### Aim
Repeat the part that opens with the line containing "Data labeling task. Class: silver" and closes with the line containing "[689,289,791,328]", both included, and nothing else from the items below.

### Data extract
┌──

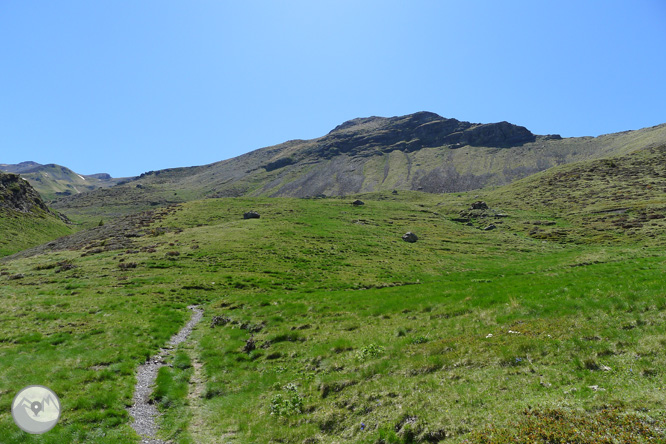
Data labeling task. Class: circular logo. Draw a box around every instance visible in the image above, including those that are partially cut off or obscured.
[12,385,60,434]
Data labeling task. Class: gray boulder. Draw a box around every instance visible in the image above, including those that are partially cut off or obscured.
[402,231,419,243]
[472,200,488,210]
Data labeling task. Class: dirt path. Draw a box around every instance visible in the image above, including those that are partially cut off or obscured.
[128,305,203,444]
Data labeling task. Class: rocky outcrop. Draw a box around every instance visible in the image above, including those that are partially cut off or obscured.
[310,112,536,158]
[0,173,50,213]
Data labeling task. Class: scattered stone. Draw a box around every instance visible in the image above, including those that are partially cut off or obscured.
[210,316,231,328]
[402,231,419,243]
[243,336,257,353]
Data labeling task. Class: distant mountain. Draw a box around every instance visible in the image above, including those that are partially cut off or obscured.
[0,162,126,200]
[0,173,72,256]
[53,112,666,222]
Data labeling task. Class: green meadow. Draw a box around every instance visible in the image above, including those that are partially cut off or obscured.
[0,183,666,444]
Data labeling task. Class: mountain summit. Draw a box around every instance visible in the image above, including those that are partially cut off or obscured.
[53,112,666,221]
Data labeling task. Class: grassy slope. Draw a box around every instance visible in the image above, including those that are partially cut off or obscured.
[0,141,666,443]
[5,164,121,200]
[0,209,72,257]
[53,125,666,224]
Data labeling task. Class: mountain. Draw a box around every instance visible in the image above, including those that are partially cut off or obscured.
[53,112,666,222]
[0,173,72,256]
[0,140,666,444]
[0,162,126,200]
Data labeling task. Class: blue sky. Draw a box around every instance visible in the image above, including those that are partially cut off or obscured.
[0,0,666,177]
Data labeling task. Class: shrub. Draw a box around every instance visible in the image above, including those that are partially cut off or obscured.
[271,383,303,416]
[356,344,384,361]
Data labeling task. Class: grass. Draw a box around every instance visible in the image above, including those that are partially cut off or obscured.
[0,208,73,257]
[0,147,666,443]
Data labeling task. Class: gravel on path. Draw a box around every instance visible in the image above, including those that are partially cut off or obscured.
[128,305,203,444]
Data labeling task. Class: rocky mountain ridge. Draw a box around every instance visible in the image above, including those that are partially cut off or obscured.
[0,173,50,213]
[0,161,126,200]
[53,112,666,221]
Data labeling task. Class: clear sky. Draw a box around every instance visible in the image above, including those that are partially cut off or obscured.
[0,0,666,177]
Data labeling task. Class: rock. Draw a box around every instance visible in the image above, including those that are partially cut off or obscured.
[243,336,257,353]
[402,231,419,243]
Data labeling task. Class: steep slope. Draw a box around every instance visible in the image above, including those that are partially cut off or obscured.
[49,112,666,222]
[0,162,126,200]
[0,173,72,256]
[0,152,666,444]
[445,144,666,245]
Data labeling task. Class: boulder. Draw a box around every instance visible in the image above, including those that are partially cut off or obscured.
[472,200,488,210]
[402,231,419,243]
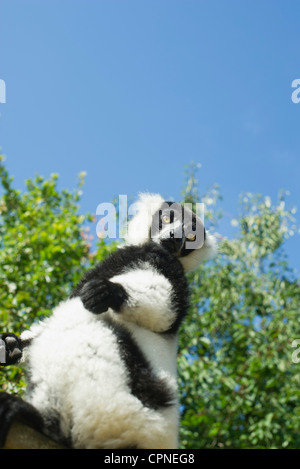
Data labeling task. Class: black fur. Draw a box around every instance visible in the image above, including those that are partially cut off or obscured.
[71,241,188,333]
[0,332,23,366]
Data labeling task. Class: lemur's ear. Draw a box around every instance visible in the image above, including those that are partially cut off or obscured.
[125,193,164,245]
[179,231,218,272]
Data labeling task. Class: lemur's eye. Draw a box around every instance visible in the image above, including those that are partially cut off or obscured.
[186,233,196,241]
[162,215,171,223]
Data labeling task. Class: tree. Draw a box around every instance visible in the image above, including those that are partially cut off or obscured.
[179,166,300,448]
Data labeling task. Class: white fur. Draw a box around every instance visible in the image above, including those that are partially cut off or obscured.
[21,194,216,449]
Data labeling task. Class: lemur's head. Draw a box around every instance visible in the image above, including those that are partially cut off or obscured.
[126,194,217,271]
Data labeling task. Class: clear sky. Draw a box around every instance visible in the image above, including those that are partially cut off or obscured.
[0,0,300,271]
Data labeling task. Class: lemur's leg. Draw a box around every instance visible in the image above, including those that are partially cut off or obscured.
[0,392,43,448]
[0,332,31,366]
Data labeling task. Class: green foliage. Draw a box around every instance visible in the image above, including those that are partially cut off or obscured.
[179,164,300,449]
[0,156,300,449]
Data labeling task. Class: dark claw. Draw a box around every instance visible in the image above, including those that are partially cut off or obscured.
[80,279,127,314]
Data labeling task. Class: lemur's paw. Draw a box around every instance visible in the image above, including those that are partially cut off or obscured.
[0,392,43,448]
[0,332,22,366]
[80,278,127,314]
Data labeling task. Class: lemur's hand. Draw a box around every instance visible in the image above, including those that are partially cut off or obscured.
[79,278,127,314]
[0,332,23,366]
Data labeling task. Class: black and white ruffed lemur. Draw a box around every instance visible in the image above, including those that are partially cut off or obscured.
[0,194,216,449]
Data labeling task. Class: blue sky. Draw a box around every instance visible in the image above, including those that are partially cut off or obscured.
[0,0,300,270]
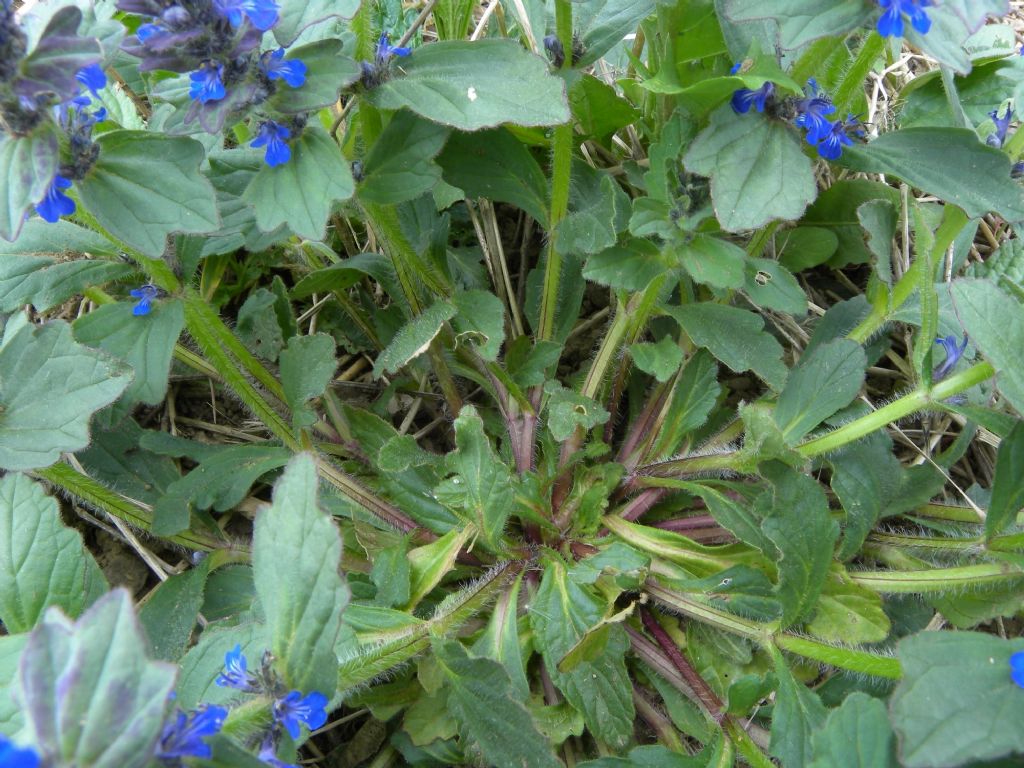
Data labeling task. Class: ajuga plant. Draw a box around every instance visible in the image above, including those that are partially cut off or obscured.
[0,0,1024,768]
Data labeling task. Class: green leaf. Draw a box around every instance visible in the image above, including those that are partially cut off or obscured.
[0,473,106,633]
[544,381,610,442]
[840,128,1024,222]
[761,463,839,627]
[0,315,131,470]
[452,291,505,362]
[266,38,361,115]
[18,589,176,768]
[368,39,569,131]
[359,110,449,205]
[768,646,826,768]
[676,236,746,289]
[73,299,185,406]
[138,558,210,662]
[985,421,1024,538]
[890,632,1024,768]
[775,339,867,445]
[374,301,458,379]
[0,252,132,312]
[437,128,548,224]
[434,406,515,549]
[0,121,60,240]
[529,558,635,750]
[950,280,1024,413]
[253,454,349,698]
[630,336,683,382]
[683,105,819,231]
[242,125,355,240]
[433,640,561,768]
[281,334,338,428]
[75,131,220,258]
[664,302,786,390]
[809,691,899,768]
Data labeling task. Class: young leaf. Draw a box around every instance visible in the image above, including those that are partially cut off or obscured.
[890,632,1024,768]
[18,589,176,768]
[683,105,817,231]
[242,124,355,240]
[0,479,106,633]
[368,39,569,131]
[433,640,561,768]
[75,131,220,258]
[374,301,458,379]
[0,315,131,470]
[72,299,185,406]
[253,454,349,698]
[775,339,867,445]
[529,557,635,750]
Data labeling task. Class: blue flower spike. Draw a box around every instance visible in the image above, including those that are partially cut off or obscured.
[1010,650,1024,688]
[157,707,227,762]
[731,82,775,115]
[0,733,39,768]
[188,61,225,104]
[878,0,932,37]
[932,334,967,381]
[260,48,306,88]
[36,174,75,224]
[273,690,327,738]
[214,644,257,692]
[128,283,160,317]
[249,120,292,168]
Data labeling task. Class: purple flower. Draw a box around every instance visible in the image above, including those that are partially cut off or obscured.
[36,179,75,224]
[273,690,327,738]
[818,115,863,160]
[0,733,39,768]
[215,644,257,692]
[878,0,932,37]
[188,61,224,104]
[249,120,292,168]
[260,48,306,88]
[932,334,967,381]
[157,707,227,761]
[1010,650,1024,688]
[732,82,775,115]
[128,283,160,317]
[794,78,836,144]
[213,0,279,32]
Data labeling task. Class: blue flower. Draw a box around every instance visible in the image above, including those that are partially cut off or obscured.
[377,32,413,63]
[1010,650,1024,688]
[215,644,257,691]
[157,707,227,760]
[932,334,967,381]
[188,61,224,104]
[0,733,39,768]
[260,48,306,88]
[878,0,932,37]
[36,180,75,224]
[818,115,863,160]
[128,283,160,317]
[249,120,292,168]
[213,0,279,32]
[256,736,299,768]
[732,82,775,115]
[75,65,106,98]
[794,78,836,144]
[273,690,327,738]
[985,106,1014,150]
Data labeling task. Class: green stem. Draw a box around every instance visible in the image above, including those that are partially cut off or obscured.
[797,362,995,458]
[33,464,227,552]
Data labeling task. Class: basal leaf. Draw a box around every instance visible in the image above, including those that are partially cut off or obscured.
[253,454,349,698]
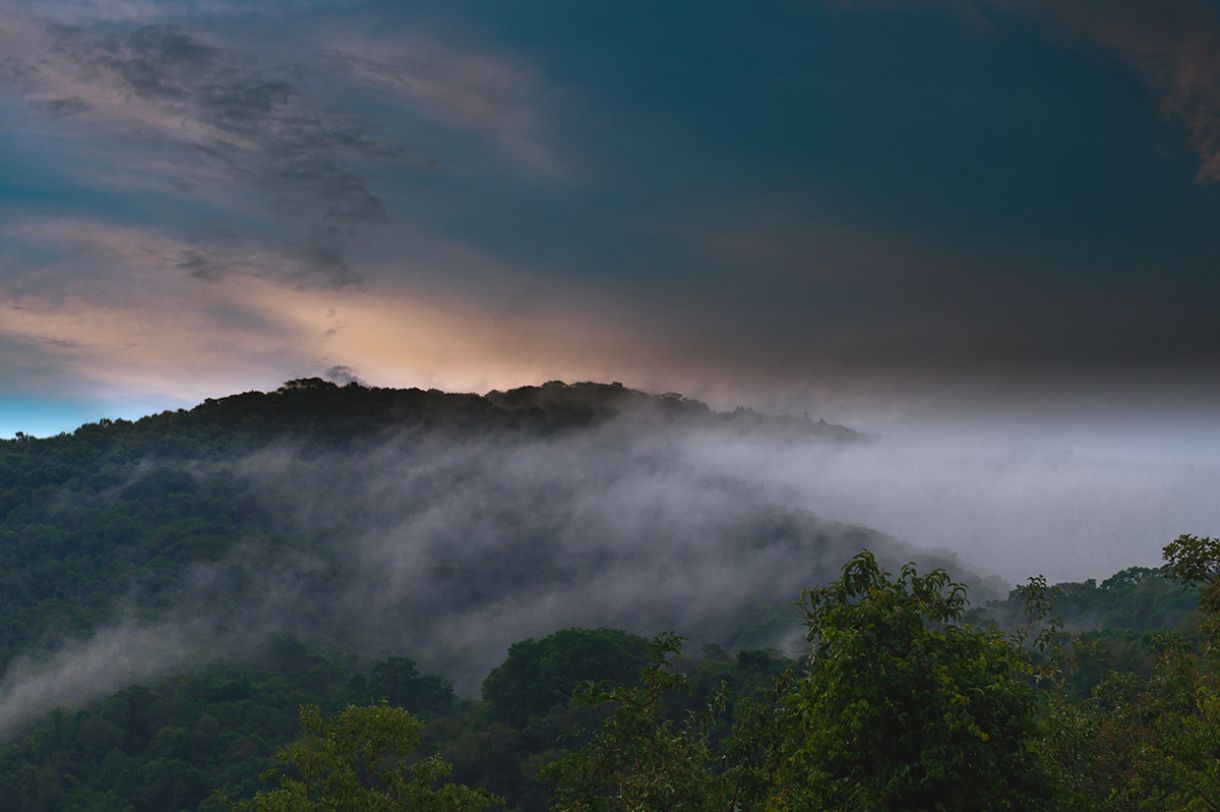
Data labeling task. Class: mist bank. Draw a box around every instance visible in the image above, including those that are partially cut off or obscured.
[0,384,1220,730]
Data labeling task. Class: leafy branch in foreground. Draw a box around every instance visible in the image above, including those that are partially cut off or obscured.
[220,702,500,812]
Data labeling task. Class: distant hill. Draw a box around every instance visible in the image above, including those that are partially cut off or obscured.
[0,378,922,727]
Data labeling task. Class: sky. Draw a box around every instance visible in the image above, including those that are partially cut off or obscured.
[0,0,1220,436]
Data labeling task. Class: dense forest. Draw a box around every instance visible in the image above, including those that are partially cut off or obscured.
[0,379,1220,812]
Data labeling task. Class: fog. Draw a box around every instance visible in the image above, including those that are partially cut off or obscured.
[0,392,1220,734]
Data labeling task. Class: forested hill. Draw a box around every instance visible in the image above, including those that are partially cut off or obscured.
[0,379,902,728]
[0,379,1220,812]
[0,378,863,451]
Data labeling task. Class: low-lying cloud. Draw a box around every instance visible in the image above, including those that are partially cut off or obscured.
[0,392,1220,730]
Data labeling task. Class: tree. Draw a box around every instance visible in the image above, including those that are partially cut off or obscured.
[542,634,788,812]
[771,551,1050,810]
[228,702,500,812]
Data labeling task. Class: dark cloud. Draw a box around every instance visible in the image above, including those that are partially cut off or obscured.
[46,26,407,285]
[826,0,1220,183]
[43,96,93,118]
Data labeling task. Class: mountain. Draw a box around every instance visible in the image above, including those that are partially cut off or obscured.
[0,379,932,728]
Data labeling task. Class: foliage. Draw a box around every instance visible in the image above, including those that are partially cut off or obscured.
[773,552,1049,810]
[543,634,775,812]
[229,703,499,812]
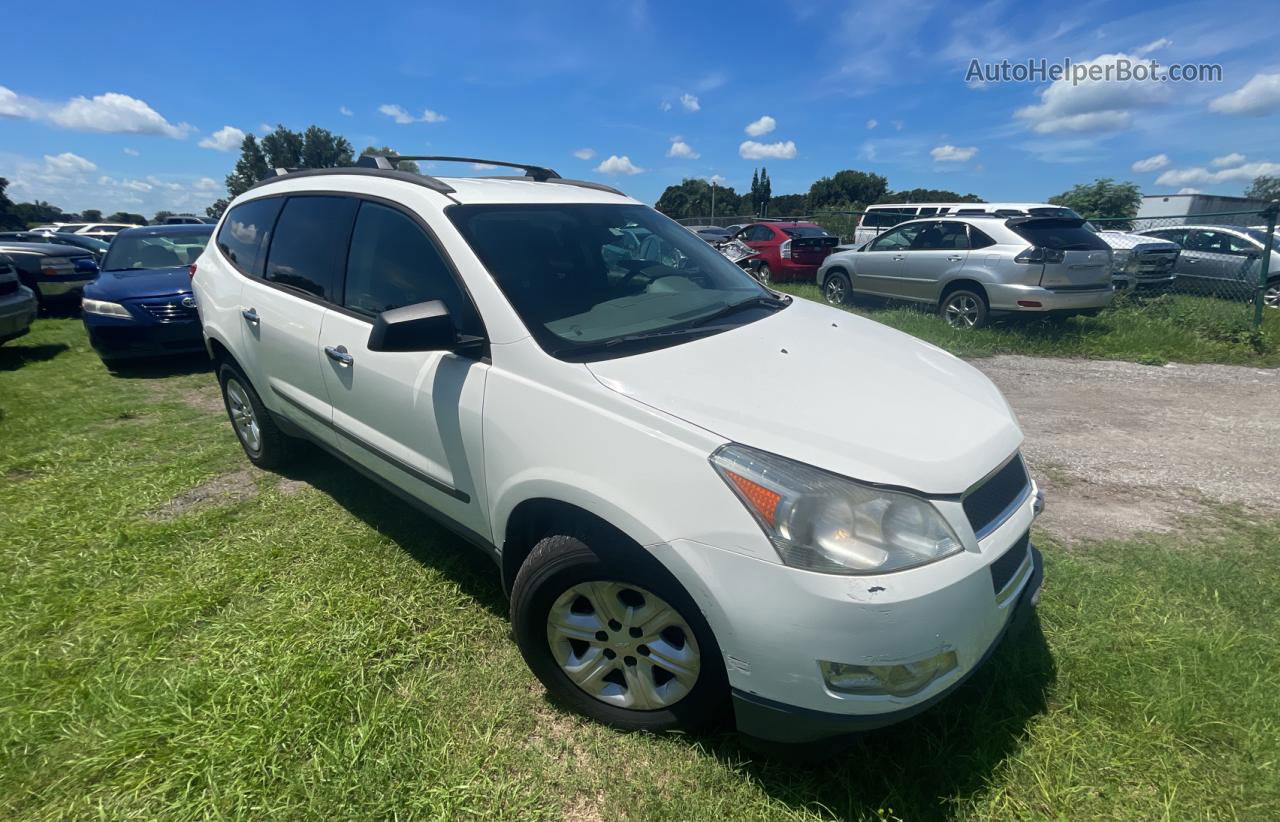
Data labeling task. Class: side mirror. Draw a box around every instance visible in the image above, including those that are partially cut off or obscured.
[369,300,484,351]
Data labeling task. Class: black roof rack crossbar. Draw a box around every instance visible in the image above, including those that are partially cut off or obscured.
[356,154,561,183]
[250,165,456,195]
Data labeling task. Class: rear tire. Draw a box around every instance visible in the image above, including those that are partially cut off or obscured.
[511,529,728,731]
[218,362,298,471]
[822,271,854,306]
[938,288,991,330]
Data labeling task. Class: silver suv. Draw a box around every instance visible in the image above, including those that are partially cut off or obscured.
[817,214,1114,328]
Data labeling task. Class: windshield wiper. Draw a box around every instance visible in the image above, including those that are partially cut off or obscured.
[689,289,791,328]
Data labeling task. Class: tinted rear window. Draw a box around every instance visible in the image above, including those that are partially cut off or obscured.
[218,197,284,277]
[782,225,831,237]
[1010,219,1111,251]
[262,197,360,302]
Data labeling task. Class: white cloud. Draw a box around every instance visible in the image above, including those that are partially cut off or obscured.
[737,140,796,160]
[378,102,449,125]
[1014,54,1170,134]
[1134,37,1174,56]
[595,154,644,174]
[49,92,195,140]
[1208,73,1280,114]
[929,143,978,163]
[667,137,703,160]
[0,86,195,140]
[45,151,97,175]
[1156,163,1280,186]
[1129,154,1169,173]
[196,125,244,151]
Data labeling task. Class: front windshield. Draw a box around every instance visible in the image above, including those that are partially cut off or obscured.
[102,227,212,271]
[447,204,773,357]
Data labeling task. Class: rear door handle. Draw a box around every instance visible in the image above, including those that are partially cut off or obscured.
[324,346,356,367]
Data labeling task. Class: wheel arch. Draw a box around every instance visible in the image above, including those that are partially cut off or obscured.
[494,485,662,593]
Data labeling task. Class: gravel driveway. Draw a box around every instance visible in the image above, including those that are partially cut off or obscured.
[972,356,1280,540]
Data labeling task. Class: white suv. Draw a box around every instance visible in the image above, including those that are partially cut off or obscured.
[193,157,1042,743]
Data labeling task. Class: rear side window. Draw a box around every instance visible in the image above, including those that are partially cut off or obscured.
[1010,219,1111,251]
[262,197,360,302]
[218,197,284,277]
[343,202,480,334]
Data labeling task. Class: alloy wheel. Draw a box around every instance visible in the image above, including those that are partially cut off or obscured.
[943,293,980,328]
[547,581,701,711]
[227,376,262,453]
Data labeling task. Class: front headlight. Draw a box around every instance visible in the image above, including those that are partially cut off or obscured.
[81,297,133,320]
[710,446,964,574]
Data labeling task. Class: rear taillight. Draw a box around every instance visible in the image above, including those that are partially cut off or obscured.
[1014,246,1066,265]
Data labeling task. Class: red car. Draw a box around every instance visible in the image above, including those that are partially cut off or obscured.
[737,222,840,283]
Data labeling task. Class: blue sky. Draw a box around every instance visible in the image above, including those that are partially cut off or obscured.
[0,0,1280,215]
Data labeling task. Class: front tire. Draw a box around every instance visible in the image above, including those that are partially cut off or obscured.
[938,288,991,330]
[218,362,298,471]
[511,533,727,731]
[822,271,854,306]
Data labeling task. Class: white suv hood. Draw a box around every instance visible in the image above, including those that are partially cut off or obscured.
[588,298,1023,494]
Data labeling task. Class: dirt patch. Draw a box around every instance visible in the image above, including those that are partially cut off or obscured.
[973,356,1280,542]
[146,467,261,522]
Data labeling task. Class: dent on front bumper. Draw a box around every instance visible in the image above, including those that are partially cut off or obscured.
[733,545,1044,744]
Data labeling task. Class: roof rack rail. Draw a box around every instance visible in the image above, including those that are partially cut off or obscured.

└──

### Solution to this task
Data labeling task. Class: silver suv. Draw a box around every instance visible in the image above, including those that are partially cut off or obscured.
[817,214,1114,328]
Data labeling task. Class: windshield wiper. Draw a box around every instance visible in the image above, including those that are partially cut off or obscured.
[689,289,791,328]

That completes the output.